TASK DIRECTIONS | The data below should be restated word for word, with every picture omitted.

MATERIAL FOR THE TASK |
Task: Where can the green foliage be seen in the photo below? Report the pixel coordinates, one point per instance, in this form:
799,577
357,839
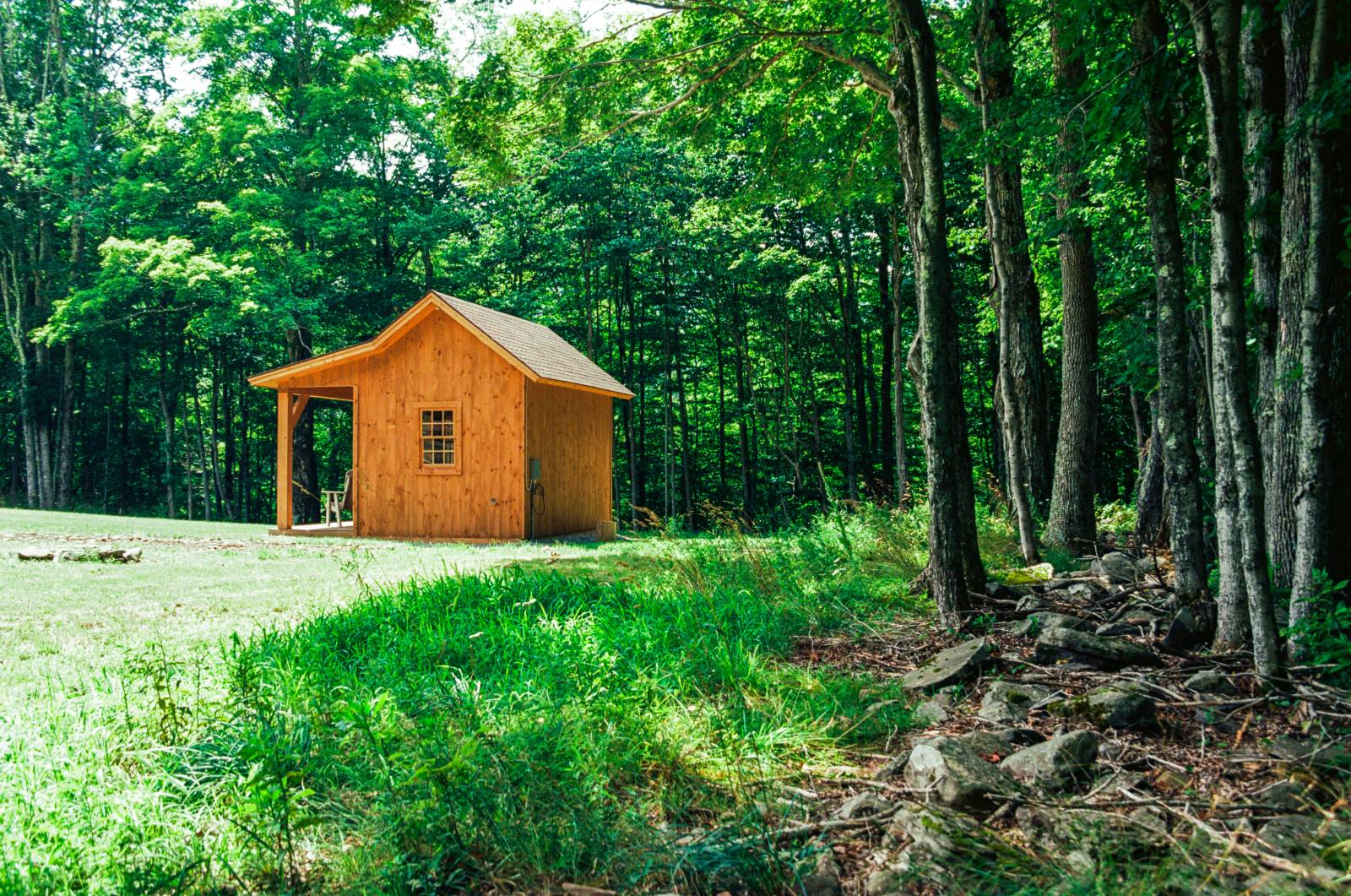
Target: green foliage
1324,633
1116,518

FINISHED TASK |
Task: Where can the green foliage be seen in the photo below? Report the pixel coordinates, one point per instance, in this form:
799,577
357,839
Target: green foliage
1324,633
1116,518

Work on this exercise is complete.